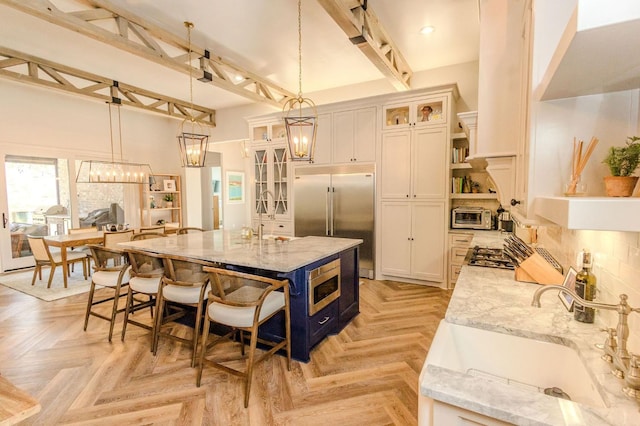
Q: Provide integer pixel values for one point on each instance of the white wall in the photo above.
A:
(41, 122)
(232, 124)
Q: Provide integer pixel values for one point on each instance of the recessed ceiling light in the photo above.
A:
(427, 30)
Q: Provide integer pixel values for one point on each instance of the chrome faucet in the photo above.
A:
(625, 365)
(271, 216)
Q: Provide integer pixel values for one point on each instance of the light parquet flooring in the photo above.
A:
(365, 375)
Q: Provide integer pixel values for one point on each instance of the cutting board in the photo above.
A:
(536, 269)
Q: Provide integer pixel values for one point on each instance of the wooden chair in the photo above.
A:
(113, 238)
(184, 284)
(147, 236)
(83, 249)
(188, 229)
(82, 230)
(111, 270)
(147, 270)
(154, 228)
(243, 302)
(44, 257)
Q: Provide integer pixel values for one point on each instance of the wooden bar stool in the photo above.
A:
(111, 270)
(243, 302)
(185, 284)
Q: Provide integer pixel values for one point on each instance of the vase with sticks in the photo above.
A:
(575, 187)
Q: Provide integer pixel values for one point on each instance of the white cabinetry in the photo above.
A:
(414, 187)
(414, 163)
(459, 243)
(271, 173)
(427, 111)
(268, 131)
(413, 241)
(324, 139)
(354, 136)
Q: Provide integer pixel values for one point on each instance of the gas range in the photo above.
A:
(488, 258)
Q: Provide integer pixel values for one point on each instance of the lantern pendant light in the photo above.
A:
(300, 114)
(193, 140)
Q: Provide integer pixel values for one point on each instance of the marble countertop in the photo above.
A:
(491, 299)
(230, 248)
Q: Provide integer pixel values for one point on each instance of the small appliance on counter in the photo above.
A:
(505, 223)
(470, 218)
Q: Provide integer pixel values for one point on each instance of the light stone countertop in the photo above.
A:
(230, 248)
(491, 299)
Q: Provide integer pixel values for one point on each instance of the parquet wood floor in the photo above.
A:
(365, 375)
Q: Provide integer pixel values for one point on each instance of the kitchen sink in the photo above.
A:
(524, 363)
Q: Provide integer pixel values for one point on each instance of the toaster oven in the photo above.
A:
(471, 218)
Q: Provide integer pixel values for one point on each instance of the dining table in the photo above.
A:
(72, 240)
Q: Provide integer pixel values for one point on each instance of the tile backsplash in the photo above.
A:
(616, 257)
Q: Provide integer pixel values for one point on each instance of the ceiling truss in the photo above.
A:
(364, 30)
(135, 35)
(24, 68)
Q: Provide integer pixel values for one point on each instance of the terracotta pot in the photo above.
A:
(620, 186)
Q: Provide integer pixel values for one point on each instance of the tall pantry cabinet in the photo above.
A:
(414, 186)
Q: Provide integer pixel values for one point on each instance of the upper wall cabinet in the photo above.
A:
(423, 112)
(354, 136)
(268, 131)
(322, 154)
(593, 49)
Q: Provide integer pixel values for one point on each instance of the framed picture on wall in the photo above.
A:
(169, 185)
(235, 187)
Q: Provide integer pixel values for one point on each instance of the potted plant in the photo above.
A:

» Task brief
Show all lines in the preceding material that have "wall" in them.

» Reply to the exercise
Q: Provide integer pixel values for one point on each instance of the white wall in the photo above.
Q: Provide integer pixel values for one point on each instance of the upper wall cabinet in the photo above.
Q: Provide integer pixel values for one point on each instance of the framed picture on wall in the photo above.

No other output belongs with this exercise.